Task prompt | The entries below hold a line with "Target: watch face" and a line with "Target: nose". Return those lines and all that lie between them, exactly and only.

Listed entries |
※

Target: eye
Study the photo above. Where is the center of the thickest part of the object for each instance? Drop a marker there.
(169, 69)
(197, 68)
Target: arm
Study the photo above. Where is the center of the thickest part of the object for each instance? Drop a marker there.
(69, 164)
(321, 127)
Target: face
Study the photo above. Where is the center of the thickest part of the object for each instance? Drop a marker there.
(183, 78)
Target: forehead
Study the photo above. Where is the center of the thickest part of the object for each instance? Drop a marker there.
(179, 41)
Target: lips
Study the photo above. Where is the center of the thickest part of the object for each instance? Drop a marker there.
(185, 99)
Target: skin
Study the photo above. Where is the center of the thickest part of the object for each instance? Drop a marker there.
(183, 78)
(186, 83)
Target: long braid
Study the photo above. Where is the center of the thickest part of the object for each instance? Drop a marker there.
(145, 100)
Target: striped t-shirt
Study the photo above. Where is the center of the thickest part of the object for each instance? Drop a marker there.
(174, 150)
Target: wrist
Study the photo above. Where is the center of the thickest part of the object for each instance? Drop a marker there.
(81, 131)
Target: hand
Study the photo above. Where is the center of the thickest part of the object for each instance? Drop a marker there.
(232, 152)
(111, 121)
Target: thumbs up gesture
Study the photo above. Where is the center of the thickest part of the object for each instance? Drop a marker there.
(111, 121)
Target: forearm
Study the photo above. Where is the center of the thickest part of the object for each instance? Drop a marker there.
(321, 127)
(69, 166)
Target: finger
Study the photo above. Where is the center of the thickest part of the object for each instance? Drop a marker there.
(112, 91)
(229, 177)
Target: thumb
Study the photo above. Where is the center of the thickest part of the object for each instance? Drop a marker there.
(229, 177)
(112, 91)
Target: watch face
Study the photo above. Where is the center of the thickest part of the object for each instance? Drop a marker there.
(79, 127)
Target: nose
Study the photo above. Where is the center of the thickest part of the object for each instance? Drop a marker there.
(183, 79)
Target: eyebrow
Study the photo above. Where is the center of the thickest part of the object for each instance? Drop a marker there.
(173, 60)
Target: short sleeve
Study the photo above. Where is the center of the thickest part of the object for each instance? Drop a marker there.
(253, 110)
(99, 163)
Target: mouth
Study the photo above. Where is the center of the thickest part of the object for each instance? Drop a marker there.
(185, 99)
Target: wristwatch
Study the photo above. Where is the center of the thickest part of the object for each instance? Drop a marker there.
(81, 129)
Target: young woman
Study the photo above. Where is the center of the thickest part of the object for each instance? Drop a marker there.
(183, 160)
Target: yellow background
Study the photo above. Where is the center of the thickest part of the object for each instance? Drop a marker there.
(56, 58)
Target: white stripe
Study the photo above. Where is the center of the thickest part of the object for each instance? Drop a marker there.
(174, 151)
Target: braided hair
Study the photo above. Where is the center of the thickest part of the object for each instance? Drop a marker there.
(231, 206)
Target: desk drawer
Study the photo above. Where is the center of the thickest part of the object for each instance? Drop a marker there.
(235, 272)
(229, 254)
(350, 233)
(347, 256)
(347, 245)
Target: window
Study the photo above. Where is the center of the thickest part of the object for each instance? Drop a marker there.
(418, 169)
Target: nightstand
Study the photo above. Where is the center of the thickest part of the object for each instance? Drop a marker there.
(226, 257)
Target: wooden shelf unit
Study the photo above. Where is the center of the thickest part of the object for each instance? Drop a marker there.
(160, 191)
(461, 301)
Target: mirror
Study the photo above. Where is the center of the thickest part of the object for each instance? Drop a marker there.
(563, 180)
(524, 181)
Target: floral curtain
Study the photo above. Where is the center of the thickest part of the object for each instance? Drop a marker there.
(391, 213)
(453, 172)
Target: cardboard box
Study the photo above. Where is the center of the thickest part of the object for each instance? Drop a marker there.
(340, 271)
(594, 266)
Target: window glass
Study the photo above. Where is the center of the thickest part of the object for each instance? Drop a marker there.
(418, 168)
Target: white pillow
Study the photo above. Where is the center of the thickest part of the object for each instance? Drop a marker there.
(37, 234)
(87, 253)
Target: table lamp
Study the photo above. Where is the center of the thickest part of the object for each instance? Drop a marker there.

※

Exercise response |
Target: watch face
Study the photo above. Where is the center of the thickest part of the object for each instance? Drop a marker there.
(79, 127)
Target: nose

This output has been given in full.